Keywords

1 Introduction

Relation extraction (RE) extracts semantic relationships among entities in text and has various applications such as sentiment analysis, information extraction, and knowledge graph construction. Most previous work has focused on sentence-level RE [12, 34], which is limited as it cannot extract relationships between multiple sentences. To overcome this limitation, document-level relation extraction (DocRE) has been proposed [1, 28, 30, 36], which extracts relationships within and between sentences.

Previous methods for DocRE have primarily focused on fully supervised learning, which can be time-consuming and labor-intensive in real-world scenarios due to the need for a large amount of human-annotated training data. Distantly supervised (DS) learning is a more efficient alternative, but it can introduce false positive (FP) problems [11]. In addition, the incomplete labeling problem, also known as the false negative (FN) problem, has received increasing attention in recent years [7, 23]. To address the FN problem, previous work [25] proposed a unified positive-unlabeled learning framework - shift and squared ranking loss positive-unlabeled (SSR-PU) learning, to adapt DocRE with different levels of incomplete labeling. However, the SSR-PU method still faces challenges such as expensive labeling costs. To address these challenges, we propose a novel method for improving the FN and FP problems in distantly supervised learning for DocRE. Our approach, called NN-Denoising, aims to combine natural language inference (NLI) models and negative sampling to denoise the training data generated by DS. The NLI model serves as a pre-filter for denoising the DS labels, while negative sampling is employed to overcome the FN problem in the filtered data. This approach effectively improves the performance of the RE model by filtering out noisy training data and reducing the impact of incomplete labeling.

We conducted extensive experiments on the DS dataset provided in DocRED [30]. Recent work [23] has revealed the presence of severe incomplete labeling in the human-annotated data of DocRED. Through our rigorous experiments and analysis, we further identified prevalent FP and FN problems in the DS data. Subsequently, We compared the performance of our model with the state-of-the-art DocRE models under distantly supervised learning and observed a significant improvement in performance.

The contribution of this paper can be summarized as follows:

  • We propose a novel approach to mitigate the FN problem in DocRE by introducing negative sampling, which, to the best of our knowledge, has not been applied before in this task.

* WORK TO DO
1 – Could you copy the introduction on document-level relation extraction verbatim, between "We conducted extensive" and "in this task.", inclusive?
2 – Can you carry on the introduction on document-level relation extraction from where it stops?

* DATASET CONTENT
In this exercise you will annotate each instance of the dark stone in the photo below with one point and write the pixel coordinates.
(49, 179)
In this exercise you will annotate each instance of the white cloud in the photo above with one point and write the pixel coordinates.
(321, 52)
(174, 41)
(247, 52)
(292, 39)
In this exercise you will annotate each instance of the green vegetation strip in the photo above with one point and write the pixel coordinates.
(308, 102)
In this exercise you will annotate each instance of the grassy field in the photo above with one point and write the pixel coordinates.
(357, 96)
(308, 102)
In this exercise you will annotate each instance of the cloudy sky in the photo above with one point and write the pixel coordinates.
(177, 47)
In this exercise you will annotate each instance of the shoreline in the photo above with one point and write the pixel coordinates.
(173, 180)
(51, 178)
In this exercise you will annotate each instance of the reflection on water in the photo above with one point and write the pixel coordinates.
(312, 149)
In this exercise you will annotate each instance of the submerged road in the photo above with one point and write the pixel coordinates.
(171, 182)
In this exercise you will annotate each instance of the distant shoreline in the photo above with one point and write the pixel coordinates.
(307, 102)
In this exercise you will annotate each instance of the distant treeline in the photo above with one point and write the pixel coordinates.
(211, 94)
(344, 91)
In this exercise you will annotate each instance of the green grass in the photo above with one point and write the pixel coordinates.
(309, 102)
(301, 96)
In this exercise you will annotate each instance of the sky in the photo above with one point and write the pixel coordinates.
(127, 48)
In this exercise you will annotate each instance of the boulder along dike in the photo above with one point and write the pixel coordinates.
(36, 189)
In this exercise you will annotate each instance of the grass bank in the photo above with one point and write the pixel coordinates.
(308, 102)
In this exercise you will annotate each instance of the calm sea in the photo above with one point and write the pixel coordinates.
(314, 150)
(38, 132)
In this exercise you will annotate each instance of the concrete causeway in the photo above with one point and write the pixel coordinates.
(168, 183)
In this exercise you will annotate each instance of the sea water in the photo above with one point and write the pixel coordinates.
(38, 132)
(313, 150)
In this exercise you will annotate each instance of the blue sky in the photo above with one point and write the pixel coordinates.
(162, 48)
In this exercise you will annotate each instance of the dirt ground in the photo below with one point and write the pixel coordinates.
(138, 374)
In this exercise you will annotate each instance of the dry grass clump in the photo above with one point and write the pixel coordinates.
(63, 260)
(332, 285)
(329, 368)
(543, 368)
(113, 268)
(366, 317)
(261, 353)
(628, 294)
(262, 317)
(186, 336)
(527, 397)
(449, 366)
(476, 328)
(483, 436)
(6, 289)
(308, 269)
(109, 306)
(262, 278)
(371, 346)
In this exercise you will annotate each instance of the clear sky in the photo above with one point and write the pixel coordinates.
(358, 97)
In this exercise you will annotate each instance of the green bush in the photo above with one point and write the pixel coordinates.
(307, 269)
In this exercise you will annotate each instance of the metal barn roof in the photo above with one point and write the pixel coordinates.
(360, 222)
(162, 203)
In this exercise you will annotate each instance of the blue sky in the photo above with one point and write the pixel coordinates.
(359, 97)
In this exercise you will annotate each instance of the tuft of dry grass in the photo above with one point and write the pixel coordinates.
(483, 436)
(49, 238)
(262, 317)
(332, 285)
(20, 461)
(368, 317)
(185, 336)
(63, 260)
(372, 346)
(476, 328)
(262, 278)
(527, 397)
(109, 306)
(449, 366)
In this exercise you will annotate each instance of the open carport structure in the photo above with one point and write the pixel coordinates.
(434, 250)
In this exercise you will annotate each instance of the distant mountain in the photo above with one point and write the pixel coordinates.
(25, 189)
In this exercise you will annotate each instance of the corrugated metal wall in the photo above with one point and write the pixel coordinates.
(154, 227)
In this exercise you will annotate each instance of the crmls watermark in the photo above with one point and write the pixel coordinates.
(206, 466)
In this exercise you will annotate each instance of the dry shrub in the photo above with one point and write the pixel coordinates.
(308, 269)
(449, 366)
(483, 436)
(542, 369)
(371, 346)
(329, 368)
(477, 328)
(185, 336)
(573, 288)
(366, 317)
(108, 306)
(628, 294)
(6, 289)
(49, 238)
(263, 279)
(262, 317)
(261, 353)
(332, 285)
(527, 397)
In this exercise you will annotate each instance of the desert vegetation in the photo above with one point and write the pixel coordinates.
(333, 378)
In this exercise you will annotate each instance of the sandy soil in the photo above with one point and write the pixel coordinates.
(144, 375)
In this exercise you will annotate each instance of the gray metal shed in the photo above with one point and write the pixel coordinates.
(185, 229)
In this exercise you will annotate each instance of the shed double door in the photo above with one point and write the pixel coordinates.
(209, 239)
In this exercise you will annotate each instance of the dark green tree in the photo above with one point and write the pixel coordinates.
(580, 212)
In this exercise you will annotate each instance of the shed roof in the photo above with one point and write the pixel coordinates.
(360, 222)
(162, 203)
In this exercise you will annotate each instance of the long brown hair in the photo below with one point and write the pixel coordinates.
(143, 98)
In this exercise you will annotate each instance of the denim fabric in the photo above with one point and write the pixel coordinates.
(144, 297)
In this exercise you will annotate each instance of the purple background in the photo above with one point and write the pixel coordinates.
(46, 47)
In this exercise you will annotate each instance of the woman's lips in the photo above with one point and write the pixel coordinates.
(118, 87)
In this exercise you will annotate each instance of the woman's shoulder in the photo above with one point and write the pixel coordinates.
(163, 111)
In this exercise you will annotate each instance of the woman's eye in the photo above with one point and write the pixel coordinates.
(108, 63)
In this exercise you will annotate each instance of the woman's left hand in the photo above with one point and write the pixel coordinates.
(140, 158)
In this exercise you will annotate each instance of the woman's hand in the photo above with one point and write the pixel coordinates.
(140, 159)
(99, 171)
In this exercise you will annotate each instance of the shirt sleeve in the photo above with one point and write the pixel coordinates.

* RESULTS
1 –
We conducted extensive experiments on the DS dataset provided in DocRED [30]. Recent work [23] has revealed the presence of severe incomplete labeling in the human-annotated data of DocRED. Through our rigorous experiments and analysis, we further identified prevalent FP and FN problems in the DS data. Subsequently, We compared the performance of our model with the state-of-the-art DocRE models under distantly supervised learning and observed a significant improvement in performance.

The contribution of this paper can be summarized as follows:

  • We propose a novel approach to mitigate the FN problem in DocRE by introducing negative sampling, which, to the best of our knowledge, has not been applied before in this task.

2 –
  • We present a low-noise distant supervision scheme, NN-Denoising, which utilizes NLI models and negative sampling to filter out noise in the training data, resulting in significantly improved performance of the DocRE model.

  • Our proposed approach outperforms current state-of-the-art DocRE models under distant supervision, achieving substantial improvements of 15.83 F1 points and 10.34 F1 points over ATLOP [35] and SSR-PU [25], respectively.

2 Related Work

2.1 Document-Level Relation Extraction

Document-level relation extraction (DocRE) methods can be categorized into graph-based and transformers-based models. Graph-based models [8, 15, 29, 32] use knowledge graphs to model and reason about entities and relations, while transformers-based models [22, 27, 33, 35] leverage pre-trained language models and deep learning to achieve high-precision relation extraction. Recently, attention has been given to the incomplete labeling problem in DocRE datasets, with [7, 23] pointing out that this is a bottleneck for model performance. Previous work, such as SSR-PU [25], was proposed to address this issue. However, [25] only addressed the FN problem in DocRE tasks under supervised learning and did not provide solutions for the FP problem that arises in distantly supervised learning.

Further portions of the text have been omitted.